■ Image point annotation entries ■
══════════════════════════════

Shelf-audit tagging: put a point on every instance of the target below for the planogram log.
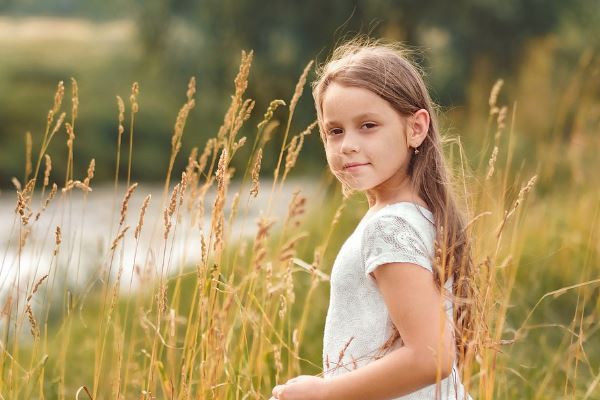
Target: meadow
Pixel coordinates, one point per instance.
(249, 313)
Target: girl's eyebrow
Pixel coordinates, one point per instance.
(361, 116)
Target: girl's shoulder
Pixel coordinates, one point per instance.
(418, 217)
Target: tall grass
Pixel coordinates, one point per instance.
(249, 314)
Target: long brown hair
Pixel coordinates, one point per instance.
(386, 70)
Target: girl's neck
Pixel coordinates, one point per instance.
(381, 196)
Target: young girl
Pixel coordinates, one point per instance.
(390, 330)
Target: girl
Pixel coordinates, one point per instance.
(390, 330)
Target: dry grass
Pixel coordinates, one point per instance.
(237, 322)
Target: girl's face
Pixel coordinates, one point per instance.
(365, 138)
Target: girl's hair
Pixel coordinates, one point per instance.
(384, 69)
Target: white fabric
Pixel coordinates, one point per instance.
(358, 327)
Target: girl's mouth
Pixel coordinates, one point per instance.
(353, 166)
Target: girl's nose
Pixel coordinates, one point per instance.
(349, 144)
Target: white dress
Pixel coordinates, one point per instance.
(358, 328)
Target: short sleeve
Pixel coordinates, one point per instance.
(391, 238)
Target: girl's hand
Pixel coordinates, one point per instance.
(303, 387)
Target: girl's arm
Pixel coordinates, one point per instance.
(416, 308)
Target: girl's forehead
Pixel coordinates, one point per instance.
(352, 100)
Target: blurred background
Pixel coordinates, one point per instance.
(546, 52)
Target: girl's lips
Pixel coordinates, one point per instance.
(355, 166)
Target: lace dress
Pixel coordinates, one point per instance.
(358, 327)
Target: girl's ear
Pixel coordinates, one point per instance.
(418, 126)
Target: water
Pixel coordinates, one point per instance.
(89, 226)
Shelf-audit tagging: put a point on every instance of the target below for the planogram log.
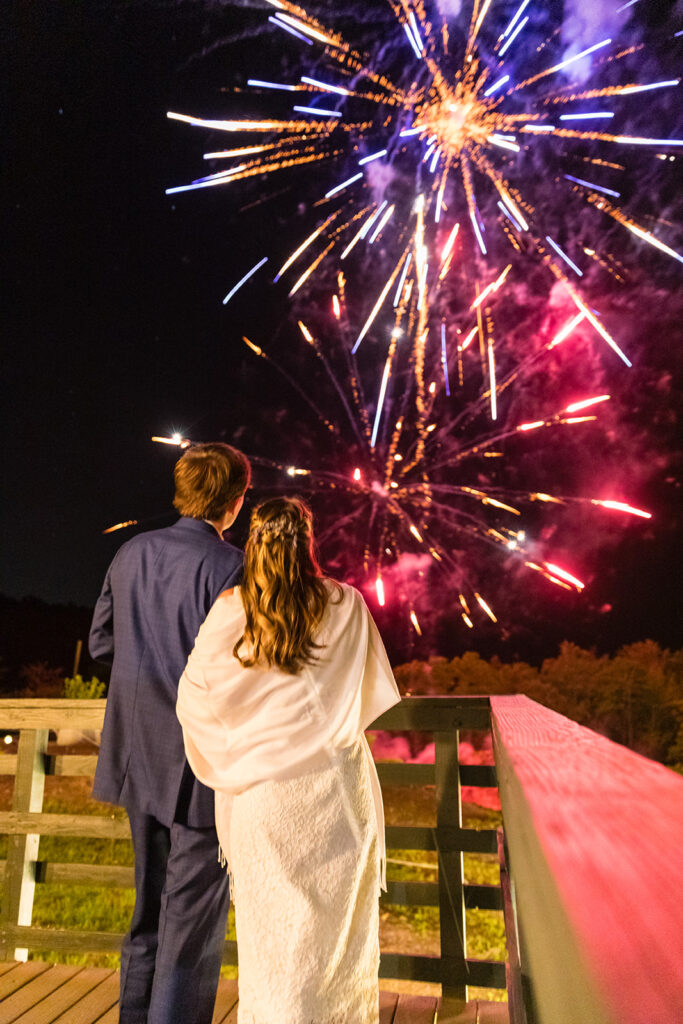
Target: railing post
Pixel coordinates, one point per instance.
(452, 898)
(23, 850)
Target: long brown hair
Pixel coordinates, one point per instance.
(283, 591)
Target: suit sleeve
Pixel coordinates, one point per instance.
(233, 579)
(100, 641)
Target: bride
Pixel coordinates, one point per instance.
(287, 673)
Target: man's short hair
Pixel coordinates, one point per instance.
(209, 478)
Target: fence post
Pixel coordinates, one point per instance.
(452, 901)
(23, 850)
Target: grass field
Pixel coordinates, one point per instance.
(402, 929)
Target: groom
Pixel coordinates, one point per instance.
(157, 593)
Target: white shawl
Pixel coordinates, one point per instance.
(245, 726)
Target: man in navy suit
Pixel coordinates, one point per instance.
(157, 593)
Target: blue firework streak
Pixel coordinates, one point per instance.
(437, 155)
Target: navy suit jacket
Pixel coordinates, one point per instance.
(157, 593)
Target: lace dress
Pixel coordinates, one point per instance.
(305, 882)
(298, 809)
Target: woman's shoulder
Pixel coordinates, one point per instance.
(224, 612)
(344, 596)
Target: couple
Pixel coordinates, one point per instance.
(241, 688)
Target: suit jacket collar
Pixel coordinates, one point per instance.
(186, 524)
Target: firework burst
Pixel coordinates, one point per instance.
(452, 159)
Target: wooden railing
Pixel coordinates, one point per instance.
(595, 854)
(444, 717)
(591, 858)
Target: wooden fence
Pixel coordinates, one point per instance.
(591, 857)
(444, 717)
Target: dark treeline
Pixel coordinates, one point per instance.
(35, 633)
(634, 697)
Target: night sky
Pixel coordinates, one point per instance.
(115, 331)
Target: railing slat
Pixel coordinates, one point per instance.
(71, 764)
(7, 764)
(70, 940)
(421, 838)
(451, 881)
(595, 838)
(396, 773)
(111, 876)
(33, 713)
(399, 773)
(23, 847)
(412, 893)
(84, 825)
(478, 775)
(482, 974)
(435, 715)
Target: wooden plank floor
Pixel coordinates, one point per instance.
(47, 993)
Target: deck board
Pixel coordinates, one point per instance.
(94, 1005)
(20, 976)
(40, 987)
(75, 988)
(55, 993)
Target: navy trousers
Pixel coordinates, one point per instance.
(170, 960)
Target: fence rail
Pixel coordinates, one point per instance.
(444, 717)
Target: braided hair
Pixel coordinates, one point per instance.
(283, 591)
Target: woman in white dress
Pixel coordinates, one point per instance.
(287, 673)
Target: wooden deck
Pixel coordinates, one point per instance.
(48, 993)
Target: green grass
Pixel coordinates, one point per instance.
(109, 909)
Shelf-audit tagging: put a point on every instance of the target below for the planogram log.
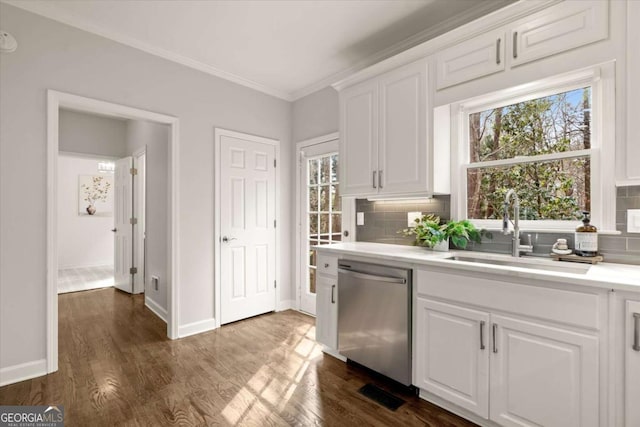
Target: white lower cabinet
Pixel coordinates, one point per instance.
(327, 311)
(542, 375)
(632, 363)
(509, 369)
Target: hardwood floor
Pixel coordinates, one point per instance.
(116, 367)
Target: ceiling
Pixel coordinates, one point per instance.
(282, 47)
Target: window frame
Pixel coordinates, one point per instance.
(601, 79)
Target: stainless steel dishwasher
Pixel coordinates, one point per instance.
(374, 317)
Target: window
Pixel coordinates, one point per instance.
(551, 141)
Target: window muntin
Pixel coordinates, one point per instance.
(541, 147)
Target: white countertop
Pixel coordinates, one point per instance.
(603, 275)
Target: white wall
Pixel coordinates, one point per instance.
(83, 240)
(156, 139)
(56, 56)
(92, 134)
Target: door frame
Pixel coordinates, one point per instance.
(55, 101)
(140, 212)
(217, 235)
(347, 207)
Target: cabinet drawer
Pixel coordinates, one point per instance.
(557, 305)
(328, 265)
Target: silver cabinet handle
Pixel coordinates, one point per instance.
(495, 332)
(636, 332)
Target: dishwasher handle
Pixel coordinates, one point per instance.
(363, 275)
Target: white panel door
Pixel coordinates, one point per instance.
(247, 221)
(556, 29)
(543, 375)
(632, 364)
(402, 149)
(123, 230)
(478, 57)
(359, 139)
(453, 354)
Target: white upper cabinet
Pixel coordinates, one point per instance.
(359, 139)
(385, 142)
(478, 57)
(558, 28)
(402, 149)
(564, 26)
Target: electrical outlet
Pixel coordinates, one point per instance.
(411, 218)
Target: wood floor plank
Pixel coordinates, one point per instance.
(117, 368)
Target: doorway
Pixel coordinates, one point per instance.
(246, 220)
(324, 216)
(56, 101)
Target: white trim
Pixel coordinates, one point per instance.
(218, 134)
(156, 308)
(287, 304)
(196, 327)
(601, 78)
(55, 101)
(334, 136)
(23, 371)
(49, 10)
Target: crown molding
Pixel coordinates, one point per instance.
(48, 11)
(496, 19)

══════════════════════════════

■ Exercise brief ■
Turn only the rows in the stretch from the line containing "Target: wood floor plank" through the end of the rows into a two-column CSV with the columns input and output, one line per row. Put each row's text in input and its answer in output, each as a single quoted field with line breaks replaced by spaces.

■ Task output ■
input,output
"Target: wood floor plank Pixel coordinates, one point per instance.","(117, 368)"
"Target: doorway Pixel coordinates, one point per instance.","(246, 220) (324, 216) (56, 101)"
"Target: white trim Pixel coordinates, one point per instance.","(218, 134) (156, 308) (287, 304) (196, 327) (601, 78) (55, 101) (334, 136) (23, 371) (49, 10)"
"Target: crown molding Pixel coordinates, one point per instance.","(48, 11) (496, 19)"